● **Assignment**
Reproduce the full text on getting extra LSAT time after a late ADHD diagnosis, word for word.

● **Excerpted text**
******

Skip to main content

The school psychologist at my university has recently diagnosed me with ADHD. However, I’ve already graduated with a bad GPA. My passion is law, and I’m applying to law school after I take the LSAT in October. I looked into getting special treatment for the LSAT because it’s super hard for me not to reread every question three or four times. They said that we need a diagnosis from childhood.

I’m bilingual and an immigrant; and as I was growing up, I was the quiet type that would day dream. No one picked up on my ADHD, and I always denied it because I thought I was the same as everyone else. Now I realize that with a little help I could have been a straight A student, and I’m scared it’s too late. Is there anything I can do to convince the LSAT administrators to give me some extra time?

Your story is very heartbreaking. You have persevered and struggled to succeed while coping with your disability in silence. The absence of earlier formal diagnosis and accommodation will make it much harder to obtain recognition as a person with a disability and obtain accommodations now.

However, the more that you and your current clinicians can both provide robust evidence of the current accuracy of the diagnosis and impact of the disability and go back through your life history to find evidence of its manifestations while you were growing up, as well as informal strategies or supports that you or others developed to help you to function, the more chance there will be to support your need for accommodations. In particular, you should have your evaluator pay special attention to your testing behavior, to how you function with timed tests, with tests that require quick response time, and in tests that measure attention and processing. It will be an uphill effort but isn’t without the possibility of success.

******

(Stored records)
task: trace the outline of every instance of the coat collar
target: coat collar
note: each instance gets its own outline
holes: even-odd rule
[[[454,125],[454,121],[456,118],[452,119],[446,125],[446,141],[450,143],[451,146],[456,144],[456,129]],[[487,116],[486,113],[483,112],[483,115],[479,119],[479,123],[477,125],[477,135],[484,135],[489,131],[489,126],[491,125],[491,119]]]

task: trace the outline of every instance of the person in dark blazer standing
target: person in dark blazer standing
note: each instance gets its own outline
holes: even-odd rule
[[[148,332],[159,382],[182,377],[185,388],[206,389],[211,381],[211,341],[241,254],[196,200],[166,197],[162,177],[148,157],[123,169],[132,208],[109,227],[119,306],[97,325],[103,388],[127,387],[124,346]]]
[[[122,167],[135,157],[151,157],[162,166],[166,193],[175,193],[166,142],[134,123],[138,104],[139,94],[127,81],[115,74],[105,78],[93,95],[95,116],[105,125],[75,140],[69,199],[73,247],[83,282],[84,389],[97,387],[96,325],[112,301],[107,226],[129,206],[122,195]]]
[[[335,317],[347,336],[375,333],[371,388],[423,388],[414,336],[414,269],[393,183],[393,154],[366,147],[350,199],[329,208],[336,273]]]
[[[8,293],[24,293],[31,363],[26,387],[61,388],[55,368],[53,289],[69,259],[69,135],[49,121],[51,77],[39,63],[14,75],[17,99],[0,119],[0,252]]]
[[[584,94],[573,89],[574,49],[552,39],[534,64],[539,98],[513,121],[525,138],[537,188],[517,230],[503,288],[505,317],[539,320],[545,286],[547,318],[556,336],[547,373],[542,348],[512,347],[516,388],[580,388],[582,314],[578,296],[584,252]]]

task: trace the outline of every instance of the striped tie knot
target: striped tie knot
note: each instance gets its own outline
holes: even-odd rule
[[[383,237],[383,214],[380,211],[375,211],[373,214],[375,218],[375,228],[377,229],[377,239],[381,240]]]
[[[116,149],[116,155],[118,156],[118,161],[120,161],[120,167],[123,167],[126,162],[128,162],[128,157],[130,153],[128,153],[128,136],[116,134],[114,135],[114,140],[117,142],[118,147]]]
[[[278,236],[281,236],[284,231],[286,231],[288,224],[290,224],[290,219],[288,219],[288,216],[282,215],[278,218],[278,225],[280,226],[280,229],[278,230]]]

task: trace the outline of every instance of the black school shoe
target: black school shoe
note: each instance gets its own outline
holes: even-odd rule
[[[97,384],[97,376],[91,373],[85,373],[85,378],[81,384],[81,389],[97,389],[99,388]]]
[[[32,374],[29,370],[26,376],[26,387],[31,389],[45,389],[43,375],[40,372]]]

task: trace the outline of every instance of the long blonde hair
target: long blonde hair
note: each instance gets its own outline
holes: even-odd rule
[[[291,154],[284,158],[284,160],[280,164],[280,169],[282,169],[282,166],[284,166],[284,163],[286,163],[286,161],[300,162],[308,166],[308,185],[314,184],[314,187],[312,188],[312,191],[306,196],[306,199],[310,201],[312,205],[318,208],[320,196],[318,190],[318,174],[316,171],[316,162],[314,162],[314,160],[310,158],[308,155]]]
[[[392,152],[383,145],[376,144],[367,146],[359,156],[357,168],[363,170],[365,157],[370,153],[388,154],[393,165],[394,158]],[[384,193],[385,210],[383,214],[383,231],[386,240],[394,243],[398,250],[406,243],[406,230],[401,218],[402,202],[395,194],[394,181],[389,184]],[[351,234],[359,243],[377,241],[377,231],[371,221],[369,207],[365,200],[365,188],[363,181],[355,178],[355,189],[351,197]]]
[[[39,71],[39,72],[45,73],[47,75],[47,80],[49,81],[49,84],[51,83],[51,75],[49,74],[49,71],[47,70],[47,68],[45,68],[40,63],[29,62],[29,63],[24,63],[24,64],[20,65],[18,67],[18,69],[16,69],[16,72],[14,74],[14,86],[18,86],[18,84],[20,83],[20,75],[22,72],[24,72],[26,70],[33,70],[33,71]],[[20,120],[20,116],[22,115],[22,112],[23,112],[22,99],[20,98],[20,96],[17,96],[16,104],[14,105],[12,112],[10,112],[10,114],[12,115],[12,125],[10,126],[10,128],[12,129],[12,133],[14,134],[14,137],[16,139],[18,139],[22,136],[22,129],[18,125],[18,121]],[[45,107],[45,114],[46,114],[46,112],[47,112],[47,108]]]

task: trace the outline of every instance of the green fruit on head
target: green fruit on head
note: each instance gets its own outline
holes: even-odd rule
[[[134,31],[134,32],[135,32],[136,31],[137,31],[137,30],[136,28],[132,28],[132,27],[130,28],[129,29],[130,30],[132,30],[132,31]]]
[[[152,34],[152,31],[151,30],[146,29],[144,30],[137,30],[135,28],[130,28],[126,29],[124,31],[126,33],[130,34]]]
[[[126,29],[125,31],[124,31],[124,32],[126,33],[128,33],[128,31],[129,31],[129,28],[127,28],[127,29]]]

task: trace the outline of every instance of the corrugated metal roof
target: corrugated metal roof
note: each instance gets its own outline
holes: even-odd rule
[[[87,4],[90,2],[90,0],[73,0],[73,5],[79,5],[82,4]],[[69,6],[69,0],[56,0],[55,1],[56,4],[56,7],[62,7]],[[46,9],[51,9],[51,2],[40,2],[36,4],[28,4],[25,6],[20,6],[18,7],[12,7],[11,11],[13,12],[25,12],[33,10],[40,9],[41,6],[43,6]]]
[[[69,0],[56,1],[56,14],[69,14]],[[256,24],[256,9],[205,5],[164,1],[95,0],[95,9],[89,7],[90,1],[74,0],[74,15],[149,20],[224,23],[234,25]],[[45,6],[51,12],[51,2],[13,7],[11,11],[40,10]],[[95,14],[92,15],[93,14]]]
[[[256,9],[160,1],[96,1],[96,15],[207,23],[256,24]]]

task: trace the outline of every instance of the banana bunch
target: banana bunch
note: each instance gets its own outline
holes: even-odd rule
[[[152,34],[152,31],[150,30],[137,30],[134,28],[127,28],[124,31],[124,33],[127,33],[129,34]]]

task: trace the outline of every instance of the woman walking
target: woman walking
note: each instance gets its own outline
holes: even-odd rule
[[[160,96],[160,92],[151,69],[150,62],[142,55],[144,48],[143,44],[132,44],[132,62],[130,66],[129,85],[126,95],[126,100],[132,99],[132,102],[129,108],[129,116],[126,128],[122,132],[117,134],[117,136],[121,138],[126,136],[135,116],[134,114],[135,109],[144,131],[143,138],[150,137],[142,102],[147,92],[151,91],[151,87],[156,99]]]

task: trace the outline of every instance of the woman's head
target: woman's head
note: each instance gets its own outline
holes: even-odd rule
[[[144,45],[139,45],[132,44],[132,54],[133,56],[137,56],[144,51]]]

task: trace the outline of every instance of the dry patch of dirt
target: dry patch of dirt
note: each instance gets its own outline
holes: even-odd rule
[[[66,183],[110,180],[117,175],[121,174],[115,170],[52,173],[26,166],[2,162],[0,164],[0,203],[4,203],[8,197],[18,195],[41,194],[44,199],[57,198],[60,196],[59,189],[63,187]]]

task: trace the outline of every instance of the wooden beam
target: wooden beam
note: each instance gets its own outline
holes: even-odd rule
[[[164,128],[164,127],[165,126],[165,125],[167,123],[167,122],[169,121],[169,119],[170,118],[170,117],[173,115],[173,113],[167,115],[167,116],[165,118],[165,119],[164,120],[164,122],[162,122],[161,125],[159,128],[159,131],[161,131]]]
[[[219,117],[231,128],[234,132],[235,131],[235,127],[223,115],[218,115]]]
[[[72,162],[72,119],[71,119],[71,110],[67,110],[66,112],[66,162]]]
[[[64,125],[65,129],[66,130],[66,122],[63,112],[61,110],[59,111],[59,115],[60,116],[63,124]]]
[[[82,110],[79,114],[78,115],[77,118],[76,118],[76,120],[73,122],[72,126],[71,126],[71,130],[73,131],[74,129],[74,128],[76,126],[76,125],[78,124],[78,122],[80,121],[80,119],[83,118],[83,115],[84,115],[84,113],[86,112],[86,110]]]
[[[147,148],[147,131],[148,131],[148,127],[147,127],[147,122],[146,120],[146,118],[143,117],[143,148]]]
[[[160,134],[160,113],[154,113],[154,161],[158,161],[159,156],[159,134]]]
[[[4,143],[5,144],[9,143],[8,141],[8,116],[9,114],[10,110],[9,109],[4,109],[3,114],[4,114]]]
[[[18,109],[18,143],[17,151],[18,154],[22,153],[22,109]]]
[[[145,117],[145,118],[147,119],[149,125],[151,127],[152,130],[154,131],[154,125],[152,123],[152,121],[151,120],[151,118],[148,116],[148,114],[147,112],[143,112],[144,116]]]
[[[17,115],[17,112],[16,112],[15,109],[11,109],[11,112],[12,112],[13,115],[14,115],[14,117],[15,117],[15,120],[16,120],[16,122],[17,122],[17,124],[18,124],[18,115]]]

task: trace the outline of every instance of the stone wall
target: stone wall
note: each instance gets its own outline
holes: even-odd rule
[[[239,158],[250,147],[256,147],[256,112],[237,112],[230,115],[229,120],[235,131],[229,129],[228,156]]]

******

● **The completed task**
Skip to main content

The school psychologist at my university has recently diagnosed me with ADHD. However, I’ve already graduated with a bad GPA. My passion is law, and I’m applying to law school after I take the LSAT in October. I looked into getting special treatment for the LSAT because it’s super hard for me not to reread every question three or four times. They said that we need a diagnosis from childhood.

I’m bilingual and an immigrant; and as I was growing up, I was the quiet type that would day dream. No one picked up on my ADHD, and I always denied it because I thought I was the same as everyone else. Now I realize that with a little help I could have been a straight A student, and I’m scared it’s too late. Is there anything I can do to convince the LSAT administrators to give me some extra time?

Your story is very heartbreaking. You have persevered and struggled to succeed while coping with your disability in silence. The absence of earlier formal diagnosis and accommodation will make it much harder to obtain recognition as a person with a disability and obtain accommodations now.

However, the more that you and your current clinicians can both provide robust evidence of the current accuracy of the diagnosis and impact of the disability and go back through your life history to find evidence of its manifestations while you were growing up, as well as informal strategies or supports that you or others developed to help you to function, the more chance there will be to support your need for accommodations. In particular, you should have your evaluator pay special attention to your testing behavior, to how you function with timed tests, with tests that require quick response time, and in tests that measure attention and processing. It will be an uphill effort but isn’t without the possibility of success.